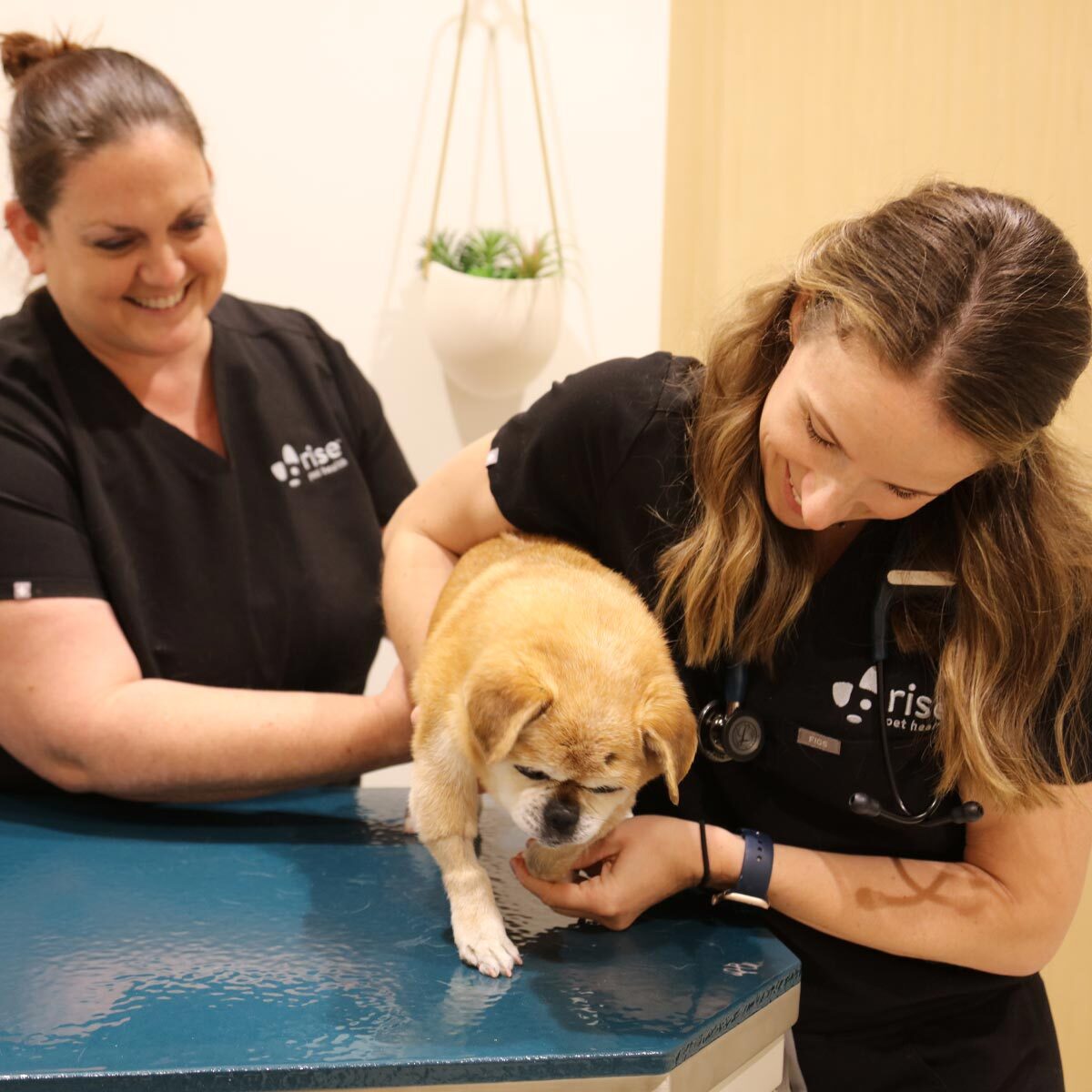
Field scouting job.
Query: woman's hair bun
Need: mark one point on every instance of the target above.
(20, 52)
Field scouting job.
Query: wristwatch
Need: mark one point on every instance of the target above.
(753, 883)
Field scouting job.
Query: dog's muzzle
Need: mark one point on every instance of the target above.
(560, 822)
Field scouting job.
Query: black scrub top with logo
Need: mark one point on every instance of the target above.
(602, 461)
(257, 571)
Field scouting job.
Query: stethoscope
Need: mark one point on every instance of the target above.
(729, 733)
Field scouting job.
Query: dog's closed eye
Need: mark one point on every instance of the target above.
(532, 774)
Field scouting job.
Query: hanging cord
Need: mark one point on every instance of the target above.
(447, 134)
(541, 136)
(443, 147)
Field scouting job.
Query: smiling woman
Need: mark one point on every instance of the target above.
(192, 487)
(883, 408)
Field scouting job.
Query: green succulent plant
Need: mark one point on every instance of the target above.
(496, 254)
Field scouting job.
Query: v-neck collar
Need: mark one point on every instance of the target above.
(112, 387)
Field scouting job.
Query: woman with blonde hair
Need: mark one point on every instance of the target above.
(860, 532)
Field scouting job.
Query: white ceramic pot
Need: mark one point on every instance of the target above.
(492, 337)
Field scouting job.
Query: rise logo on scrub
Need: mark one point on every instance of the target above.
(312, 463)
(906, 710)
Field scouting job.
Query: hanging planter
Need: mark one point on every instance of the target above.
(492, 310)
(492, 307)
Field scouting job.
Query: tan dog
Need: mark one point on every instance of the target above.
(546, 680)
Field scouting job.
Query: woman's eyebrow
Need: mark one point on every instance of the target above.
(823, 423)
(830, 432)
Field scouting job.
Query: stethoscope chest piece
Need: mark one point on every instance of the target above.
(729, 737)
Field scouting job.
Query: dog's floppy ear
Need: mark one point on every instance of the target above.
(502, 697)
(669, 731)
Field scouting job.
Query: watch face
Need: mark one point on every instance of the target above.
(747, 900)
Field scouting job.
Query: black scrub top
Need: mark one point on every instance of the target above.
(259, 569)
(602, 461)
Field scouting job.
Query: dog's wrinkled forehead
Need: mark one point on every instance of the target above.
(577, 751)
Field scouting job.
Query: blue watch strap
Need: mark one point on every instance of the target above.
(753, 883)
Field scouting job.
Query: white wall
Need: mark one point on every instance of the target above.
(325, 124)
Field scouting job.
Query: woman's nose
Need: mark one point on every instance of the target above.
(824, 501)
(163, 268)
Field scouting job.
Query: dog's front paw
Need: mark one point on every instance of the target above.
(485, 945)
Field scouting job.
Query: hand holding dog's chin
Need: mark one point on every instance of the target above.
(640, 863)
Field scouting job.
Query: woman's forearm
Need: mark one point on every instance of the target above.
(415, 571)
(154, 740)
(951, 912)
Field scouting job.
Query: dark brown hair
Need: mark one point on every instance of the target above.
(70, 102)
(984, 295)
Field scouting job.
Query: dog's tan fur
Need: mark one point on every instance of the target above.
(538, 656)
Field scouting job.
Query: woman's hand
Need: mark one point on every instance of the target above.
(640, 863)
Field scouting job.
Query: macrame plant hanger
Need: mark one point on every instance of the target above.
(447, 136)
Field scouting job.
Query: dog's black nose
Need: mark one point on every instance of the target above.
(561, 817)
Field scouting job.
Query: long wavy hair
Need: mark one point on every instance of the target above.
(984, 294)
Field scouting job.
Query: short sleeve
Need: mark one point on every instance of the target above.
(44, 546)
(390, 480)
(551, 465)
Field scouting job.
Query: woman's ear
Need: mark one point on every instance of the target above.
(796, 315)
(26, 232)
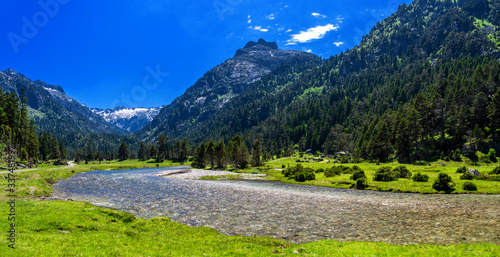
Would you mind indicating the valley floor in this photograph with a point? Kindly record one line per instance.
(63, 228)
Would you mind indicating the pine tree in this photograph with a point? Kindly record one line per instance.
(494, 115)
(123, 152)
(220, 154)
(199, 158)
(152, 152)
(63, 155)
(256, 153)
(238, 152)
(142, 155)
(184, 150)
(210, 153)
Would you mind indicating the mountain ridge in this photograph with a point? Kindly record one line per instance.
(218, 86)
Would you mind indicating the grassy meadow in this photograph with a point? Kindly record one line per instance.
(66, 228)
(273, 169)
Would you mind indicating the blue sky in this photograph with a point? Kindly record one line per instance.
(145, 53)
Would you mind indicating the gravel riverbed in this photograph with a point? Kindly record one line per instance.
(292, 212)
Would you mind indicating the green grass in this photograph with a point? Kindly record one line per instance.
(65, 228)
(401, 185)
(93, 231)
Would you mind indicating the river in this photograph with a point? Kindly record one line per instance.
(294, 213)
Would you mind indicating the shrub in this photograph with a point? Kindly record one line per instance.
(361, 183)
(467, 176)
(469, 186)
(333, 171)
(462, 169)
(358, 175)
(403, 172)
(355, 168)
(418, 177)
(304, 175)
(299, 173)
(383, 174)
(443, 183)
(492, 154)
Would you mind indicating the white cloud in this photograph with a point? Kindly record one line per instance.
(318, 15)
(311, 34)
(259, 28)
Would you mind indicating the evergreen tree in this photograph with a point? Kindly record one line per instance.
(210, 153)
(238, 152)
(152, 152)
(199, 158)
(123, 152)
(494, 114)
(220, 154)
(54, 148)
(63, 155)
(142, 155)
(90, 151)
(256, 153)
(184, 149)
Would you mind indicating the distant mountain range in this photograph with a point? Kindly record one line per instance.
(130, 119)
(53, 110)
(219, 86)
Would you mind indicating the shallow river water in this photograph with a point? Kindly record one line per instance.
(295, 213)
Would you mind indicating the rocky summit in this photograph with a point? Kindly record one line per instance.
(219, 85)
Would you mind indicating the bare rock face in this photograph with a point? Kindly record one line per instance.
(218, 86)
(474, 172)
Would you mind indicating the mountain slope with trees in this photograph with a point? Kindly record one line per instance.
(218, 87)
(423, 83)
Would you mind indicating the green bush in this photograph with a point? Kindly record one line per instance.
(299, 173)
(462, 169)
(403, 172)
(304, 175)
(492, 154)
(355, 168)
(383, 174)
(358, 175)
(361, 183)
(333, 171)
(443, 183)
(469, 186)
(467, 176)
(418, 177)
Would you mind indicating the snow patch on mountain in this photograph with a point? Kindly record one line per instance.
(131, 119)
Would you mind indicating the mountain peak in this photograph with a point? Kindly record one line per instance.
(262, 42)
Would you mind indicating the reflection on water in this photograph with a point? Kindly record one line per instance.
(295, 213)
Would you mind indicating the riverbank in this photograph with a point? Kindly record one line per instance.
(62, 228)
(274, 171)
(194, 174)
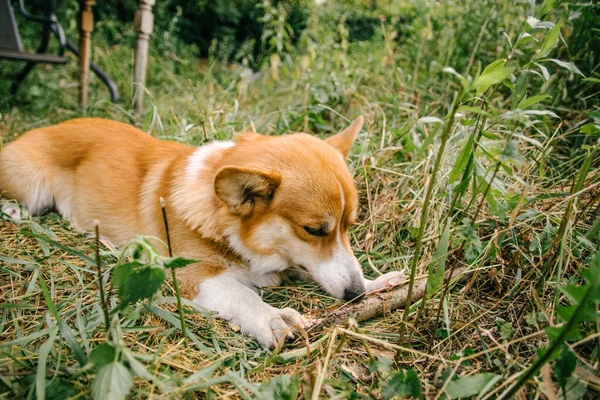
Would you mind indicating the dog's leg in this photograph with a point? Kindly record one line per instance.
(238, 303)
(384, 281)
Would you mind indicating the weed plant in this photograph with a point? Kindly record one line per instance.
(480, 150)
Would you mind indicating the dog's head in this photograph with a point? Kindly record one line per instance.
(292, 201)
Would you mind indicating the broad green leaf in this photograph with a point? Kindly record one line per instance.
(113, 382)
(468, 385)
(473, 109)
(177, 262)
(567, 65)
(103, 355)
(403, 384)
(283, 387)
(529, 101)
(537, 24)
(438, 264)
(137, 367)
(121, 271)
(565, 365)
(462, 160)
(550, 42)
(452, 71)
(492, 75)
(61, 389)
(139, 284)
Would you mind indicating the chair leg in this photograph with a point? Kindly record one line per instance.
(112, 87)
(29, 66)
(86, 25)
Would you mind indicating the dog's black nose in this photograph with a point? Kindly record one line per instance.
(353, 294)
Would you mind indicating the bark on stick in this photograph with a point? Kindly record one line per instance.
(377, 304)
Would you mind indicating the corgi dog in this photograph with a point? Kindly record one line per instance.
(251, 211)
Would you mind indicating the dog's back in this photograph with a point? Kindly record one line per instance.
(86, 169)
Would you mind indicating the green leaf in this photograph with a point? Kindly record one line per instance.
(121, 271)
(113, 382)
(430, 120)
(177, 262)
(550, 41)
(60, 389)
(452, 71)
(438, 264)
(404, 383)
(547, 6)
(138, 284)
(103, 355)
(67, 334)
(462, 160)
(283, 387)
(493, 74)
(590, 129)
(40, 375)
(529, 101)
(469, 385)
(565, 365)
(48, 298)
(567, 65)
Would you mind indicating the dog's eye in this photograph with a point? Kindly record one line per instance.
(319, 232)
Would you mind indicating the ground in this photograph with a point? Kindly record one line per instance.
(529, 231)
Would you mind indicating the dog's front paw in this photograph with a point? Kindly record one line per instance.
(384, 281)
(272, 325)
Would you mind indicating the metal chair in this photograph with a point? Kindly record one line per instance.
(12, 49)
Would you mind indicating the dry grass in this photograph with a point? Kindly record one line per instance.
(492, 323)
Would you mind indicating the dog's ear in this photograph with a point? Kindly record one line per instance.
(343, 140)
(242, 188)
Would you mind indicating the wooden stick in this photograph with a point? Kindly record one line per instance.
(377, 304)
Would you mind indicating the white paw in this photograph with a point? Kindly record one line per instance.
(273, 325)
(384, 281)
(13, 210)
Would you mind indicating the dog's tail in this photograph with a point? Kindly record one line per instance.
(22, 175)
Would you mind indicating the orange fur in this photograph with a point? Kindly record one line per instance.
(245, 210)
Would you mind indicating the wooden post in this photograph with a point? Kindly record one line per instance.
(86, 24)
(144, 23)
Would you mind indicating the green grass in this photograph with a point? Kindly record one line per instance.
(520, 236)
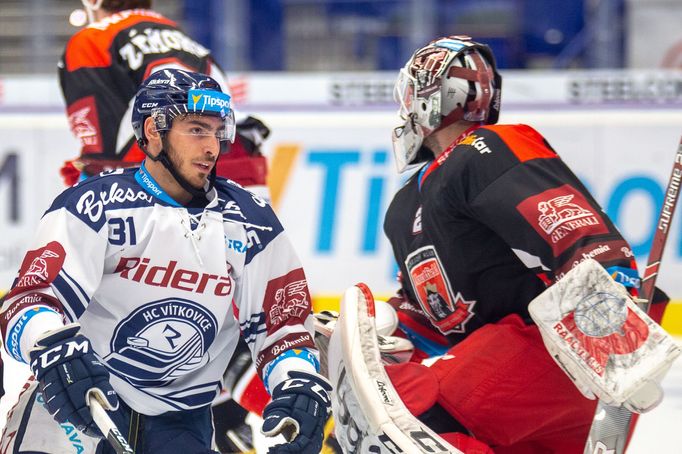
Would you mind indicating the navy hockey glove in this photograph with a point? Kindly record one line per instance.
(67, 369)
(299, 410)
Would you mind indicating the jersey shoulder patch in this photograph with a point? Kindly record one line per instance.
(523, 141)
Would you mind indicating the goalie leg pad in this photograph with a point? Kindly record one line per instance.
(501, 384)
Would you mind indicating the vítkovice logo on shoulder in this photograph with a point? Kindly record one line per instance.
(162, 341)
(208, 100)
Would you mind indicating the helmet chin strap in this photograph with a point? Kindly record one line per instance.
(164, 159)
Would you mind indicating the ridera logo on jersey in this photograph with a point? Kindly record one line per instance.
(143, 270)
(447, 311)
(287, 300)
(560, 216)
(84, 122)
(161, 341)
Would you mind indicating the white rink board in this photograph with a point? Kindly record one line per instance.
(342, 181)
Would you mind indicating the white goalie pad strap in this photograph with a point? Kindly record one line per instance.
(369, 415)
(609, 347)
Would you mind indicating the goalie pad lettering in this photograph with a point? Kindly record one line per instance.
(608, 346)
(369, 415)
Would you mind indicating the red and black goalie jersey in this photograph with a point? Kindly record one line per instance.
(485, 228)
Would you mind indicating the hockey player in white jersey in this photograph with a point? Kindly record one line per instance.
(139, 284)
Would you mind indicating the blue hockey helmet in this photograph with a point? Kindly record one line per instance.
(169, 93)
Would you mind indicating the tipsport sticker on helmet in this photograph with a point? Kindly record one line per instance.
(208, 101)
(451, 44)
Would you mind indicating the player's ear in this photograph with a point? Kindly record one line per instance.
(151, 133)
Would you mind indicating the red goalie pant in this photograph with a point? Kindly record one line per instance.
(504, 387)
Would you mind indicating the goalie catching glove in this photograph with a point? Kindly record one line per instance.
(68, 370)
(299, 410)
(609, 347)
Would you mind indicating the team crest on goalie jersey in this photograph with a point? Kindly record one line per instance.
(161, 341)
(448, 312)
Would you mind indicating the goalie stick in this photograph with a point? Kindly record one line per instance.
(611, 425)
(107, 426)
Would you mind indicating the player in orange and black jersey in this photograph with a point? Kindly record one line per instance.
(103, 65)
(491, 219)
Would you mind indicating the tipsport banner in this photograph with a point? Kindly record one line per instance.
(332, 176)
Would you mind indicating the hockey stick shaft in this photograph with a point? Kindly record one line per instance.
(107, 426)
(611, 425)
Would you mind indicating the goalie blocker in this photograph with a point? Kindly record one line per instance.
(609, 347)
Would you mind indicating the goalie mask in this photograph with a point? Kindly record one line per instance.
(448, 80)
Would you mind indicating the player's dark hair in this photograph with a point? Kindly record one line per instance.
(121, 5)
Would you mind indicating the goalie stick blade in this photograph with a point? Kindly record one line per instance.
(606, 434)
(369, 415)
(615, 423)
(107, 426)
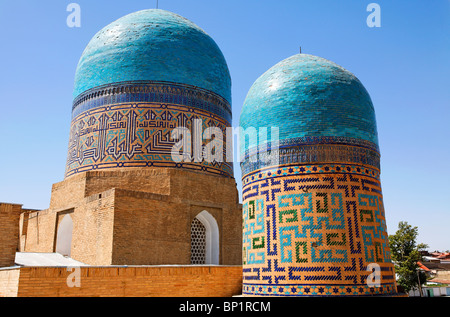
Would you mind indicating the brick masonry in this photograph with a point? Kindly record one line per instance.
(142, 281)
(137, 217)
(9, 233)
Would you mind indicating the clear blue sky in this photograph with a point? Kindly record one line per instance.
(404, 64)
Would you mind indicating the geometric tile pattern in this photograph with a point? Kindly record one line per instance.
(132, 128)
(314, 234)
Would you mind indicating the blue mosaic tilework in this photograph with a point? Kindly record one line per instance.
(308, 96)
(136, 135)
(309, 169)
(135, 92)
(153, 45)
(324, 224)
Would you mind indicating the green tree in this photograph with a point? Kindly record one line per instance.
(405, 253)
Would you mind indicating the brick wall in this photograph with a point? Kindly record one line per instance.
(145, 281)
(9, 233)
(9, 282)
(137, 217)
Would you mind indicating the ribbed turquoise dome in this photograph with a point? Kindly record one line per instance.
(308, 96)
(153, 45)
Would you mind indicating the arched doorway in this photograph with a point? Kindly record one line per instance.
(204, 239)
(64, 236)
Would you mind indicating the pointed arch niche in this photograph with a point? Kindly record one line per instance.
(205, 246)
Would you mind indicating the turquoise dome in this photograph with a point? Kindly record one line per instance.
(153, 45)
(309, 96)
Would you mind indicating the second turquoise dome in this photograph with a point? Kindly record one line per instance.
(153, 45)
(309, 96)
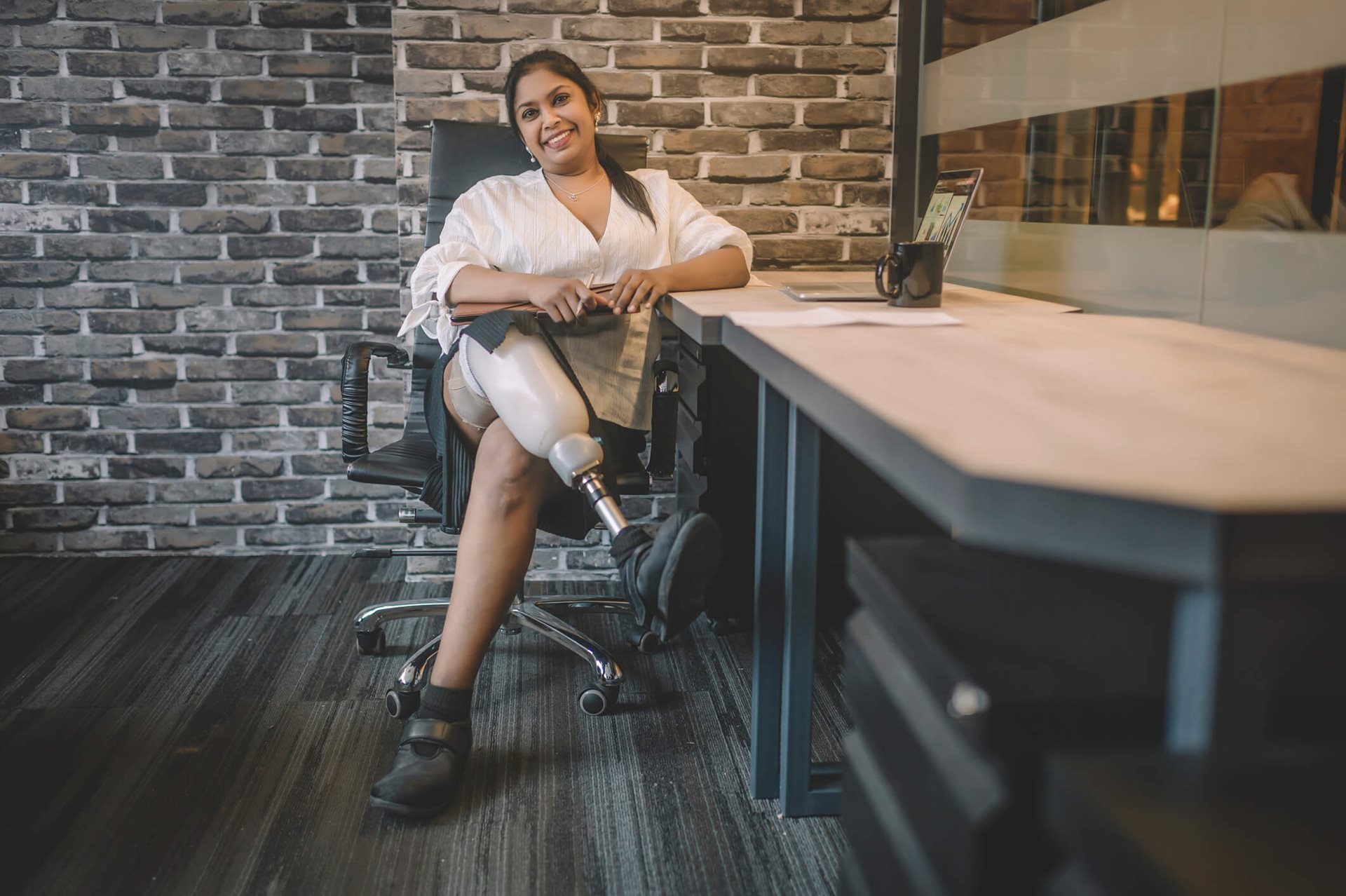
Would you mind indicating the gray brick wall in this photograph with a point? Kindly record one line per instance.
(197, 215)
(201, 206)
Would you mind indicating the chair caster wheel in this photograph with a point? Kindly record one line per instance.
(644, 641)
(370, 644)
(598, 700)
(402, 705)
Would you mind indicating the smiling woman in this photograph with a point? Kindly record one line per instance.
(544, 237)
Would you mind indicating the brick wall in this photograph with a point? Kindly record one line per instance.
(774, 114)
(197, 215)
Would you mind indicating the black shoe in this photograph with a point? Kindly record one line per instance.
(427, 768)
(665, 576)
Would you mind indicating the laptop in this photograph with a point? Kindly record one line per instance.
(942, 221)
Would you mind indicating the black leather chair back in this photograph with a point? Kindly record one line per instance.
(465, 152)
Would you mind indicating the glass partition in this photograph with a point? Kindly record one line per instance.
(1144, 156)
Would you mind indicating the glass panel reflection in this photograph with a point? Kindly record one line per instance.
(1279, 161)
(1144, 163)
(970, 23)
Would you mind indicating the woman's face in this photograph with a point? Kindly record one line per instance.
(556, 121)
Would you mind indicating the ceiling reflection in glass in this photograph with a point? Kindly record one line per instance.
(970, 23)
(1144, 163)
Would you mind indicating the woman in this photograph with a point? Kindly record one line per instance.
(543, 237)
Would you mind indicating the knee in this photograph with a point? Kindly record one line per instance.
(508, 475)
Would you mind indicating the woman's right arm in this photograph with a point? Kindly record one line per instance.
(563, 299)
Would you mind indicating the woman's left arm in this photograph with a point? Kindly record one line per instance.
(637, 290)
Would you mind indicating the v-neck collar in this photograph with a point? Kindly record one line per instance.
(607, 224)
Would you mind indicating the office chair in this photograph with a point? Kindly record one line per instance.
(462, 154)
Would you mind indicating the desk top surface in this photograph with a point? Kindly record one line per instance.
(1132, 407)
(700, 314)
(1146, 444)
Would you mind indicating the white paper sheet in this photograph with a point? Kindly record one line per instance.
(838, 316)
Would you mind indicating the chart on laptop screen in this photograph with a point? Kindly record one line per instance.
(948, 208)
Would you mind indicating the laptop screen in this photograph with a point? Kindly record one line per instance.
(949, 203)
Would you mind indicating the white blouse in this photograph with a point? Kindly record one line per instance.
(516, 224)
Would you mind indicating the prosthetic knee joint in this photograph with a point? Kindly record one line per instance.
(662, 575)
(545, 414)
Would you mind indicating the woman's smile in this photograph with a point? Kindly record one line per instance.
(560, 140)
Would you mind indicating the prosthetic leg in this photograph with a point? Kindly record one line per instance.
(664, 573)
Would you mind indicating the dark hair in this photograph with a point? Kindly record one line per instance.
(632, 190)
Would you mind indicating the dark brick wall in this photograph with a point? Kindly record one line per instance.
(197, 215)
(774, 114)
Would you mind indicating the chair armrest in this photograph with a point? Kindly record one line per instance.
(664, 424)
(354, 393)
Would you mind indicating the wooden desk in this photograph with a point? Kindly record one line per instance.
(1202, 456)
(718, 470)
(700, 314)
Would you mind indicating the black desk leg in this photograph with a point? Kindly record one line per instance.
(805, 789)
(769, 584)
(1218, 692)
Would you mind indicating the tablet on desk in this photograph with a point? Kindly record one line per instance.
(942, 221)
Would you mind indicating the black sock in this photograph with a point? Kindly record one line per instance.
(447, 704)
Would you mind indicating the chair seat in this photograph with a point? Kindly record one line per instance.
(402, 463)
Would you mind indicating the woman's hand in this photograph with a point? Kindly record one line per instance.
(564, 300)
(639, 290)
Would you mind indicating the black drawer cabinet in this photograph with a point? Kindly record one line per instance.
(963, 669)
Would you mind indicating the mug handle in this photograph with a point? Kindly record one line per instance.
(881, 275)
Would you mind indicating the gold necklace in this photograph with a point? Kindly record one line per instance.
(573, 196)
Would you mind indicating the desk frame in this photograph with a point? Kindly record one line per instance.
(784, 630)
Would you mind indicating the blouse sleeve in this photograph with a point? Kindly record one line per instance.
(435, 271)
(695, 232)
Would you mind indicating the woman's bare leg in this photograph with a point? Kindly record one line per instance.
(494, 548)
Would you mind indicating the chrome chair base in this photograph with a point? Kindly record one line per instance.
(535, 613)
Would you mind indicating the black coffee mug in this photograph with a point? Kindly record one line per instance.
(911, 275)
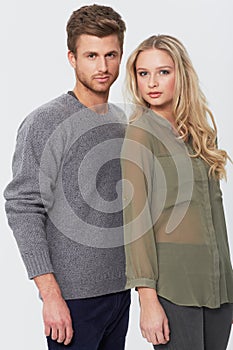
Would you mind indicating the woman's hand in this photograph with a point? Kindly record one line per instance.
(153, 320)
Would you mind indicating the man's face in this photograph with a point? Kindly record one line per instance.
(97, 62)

- [What is needed]
Among the lines above, show every one that contains the string "scrub".

- [Task output]
Query: black scrub top with logo
Query: rise logo on scrub
Query: black scrub top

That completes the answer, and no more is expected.